## Dataset content
====

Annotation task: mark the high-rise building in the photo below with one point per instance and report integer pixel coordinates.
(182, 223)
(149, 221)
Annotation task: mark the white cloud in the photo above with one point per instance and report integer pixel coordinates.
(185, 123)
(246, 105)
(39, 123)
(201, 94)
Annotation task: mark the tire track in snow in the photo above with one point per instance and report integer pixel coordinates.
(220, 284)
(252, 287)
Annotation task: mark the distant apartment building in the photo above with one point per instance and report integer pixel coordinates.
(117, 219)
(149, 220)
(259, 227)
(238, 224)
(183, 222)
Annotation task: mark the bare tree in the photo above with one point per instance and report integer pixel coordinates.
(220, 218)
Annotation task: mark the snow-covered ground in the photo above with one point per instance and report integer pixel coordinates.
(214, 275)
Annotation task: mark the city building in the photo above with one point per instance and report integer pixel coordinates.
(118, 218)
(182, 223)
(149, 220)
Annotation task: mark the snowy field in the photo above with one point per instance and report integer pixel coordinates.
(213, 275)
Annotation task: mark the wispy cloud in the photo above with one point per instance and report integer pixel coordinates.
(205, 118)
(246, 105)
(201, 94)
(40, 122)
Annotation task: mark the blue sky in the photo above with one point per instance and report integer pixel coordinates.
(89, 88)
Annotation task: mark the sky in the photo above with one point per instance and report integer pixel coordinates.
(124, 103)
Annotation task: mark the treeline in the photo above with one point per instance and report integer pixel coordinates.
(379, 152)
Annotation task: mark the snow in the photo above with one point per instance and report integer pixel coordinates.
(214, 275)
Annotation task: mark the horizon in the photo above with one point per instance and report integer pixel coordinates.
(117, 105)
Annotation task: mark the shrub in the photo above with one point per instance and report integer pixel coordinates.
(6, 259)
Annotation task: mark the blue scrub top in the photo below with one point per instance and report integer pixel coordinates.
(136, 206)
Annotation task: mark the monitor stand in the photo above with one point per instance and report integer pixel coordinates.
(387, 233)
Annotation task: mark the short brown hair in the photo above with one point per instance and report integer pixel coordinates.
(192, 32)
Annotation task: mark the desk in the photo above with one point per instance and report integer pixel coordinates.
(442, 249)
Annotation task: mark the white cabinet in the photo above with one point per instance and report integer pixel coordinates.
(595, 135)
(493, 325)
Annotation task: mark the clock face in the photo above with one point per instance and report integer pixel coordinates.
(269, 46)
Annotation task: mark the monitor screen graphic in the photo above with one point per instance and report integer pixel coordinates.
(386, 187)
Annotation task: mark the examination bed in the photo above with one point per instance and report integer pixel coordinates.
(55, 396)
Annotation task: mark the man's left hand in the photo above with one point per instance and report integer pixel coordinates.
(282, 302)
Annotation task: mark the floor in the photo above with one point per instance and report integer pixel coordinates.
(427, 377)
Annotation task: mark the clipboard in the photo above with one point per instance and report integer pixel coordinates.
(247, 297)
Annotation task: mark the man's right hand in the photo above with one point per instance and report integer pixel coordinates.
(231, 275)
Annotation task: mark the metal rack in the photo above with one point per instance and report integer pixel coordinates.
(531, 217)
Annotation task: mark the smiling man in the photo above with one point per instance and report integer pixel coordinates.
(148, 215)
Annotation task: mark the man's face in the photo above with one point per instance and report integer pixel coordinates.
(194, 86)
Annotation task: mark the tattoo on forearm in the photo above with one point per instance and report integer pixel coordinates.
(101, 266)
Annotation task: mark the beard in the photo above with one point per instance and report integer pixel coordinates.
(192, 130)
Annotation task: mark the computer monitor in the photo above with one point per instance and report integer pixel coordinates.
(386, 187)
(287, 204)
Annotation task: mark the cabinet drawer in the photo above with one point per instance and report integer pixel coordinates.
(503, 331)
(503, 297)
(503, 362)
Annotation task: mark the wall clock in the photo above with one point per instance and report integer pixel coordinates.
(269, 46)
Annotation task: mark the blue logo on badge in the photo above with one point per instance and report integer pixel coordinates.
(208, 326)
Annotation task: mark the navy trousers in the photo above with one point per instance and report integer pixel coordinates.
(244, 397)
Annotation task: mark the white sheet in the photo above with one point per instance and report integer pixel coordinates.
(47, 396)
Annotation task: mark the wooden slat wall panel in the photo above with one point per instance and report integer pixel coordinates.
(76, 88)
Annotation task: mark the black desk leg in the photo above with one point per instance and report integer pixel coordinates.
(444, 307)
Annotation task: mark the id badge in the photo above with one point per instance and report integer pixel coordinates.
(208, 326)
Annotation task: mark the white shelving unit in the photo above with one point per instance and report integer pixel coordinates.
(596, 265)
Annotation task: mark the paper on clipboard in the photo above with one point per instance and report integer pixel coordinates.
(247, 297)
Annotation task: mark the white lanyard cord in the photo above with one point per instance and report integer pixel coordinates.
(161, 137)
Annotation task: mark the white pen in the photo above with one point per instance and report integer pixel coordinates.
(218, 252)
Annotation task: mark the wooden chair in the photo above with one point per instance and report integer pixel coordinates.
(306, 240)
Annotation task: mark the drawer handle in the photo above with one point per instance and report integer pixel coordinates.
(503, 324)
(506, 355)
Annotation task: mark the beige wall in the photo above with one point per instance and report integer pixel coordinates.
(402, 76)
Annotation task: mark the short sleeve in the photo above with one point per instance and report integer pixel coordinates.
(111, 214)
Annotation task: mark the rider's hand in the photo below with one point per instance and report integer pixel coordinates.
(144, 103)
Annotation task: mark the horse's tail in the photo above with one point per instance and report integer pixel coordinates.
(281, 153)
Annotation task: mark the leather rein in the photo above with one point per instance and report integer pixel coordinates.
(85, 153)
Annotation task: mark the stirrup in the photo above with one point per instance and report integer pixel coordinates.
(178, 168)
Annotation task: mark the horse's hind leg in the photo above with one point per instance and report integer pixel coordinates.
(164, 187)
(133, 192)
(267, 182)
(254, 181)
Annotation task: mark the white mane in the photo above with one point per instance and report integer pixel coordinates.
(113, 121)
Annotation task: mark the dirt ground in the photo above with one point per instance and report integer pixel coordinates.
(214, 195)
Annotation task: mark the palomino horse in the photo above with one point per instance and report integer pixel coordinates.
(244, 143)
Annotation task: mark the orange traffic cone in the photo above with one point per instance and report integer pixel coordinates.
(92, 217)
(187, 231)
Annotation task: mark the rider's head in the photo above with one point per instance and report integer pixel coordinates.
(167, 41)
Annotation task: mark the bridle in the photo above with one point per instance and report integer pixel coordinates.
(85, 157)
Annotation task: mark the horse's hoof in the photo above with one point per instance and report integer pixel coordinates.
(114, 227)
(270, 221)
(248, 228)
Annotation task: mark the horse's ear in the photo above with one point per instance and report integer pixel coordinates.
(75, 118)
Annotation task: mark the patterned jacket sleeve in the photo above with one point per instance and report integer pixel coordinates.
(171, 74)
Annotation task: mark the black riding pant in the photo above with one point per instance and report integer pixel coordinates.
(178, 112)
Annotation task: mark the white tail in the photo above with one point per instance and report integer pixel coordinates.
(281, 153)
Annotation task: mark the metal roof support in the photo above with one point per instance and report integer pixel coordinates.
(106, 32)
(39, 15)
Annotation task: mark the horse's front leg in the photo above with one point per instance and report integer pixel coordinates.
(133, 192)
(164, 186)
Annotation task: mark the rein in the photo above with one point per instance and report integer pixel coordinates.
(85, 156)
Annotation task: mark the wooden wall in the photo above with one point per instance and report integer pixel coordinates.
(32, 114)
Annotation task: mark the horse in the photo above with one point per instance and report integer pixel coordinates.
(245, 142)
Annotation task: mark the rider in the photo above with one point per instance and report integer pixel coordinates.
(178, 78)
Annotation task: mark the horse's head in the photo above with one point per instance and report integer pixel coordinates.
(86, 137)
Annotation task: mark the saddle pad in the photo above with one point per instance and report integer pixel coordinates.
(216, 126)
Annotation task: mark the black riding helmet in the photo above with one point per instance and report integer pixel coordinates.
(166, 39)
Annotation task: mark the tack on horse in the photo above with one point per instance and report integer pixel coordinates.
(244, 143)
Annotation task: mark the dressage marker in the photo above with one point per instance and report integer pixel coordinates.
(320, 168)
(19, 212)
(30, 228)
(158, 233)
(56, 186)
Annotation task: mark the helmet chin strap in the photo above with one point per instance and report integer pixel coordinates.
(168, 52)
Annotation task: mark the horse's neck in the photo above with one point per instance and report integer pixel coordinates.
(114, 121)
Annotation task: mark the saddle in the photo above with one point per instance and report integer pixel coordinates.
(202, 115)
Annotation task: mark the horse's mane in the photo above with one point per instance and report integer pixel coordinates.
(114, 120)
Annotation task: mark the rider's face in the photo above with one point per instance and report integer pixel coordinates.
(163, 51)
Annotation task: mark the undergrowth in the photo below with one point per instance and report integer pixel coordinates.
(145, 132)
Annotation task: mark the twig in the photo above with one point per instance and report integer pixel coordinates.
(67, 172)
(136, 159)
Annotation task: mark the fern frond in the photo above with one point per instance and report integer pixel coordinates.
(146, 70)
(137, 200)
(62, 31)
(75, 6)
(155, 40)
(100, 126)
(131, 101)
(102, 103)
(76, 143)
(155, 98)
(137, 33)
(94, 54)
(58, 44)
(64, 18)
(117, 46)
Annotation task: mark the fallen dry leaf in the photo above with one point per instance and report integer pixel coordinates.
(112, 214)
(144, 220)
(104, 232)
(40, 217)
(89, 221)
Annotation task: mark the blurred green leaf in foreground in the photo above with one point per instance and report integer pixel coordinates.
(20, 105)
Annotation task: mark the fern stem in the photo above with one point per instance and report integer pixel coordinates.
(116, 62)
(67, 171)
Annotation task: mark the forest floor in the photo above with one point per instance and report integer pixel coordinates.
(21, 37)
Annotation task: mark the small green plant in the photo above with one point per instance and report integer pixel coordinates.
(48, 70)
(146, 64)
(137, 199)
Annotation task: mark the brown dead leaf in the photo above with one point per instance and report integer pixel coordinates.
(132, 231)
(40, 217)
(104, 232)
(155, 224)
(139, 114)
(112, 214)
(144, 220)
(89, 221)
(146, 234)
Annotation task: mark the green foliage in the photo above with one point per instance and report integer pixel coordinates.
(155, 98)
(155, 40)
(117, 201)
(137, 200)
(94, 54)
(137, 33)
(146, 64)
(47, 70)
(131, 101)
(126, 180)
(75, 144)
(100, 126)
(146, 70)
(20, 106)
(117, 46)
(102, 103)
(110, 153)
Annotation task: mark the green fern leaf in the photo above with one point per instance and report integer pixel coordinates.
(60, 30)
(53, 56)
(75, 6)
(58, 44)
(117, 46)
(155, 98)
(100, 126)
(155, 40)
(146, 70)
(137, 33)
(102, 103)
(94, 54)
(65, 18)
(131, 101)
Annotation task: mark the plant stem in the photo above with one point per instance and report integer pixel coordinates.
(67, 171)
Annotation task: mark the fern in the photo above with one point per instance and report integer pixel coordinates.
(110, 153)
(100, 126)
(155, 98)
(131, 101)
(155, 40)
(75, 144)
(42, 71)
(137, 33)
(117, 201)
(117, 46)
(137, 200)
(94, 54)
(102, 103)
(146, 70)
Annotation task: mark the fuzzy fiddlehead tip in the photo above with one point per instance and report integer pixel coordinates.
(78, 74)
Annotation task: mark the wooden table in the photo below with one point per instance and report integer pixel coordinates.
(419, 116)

====

## Activity
Locate "Annotation task: mark the wooden table" in the data above. Then repeat, exactly, its line and each line after it through the last, adding nothing.

## Result for this exercise
Annotation task: mark the wooden table in the photo below with one point per instance and report integer pixel coordinates.
(419, 116)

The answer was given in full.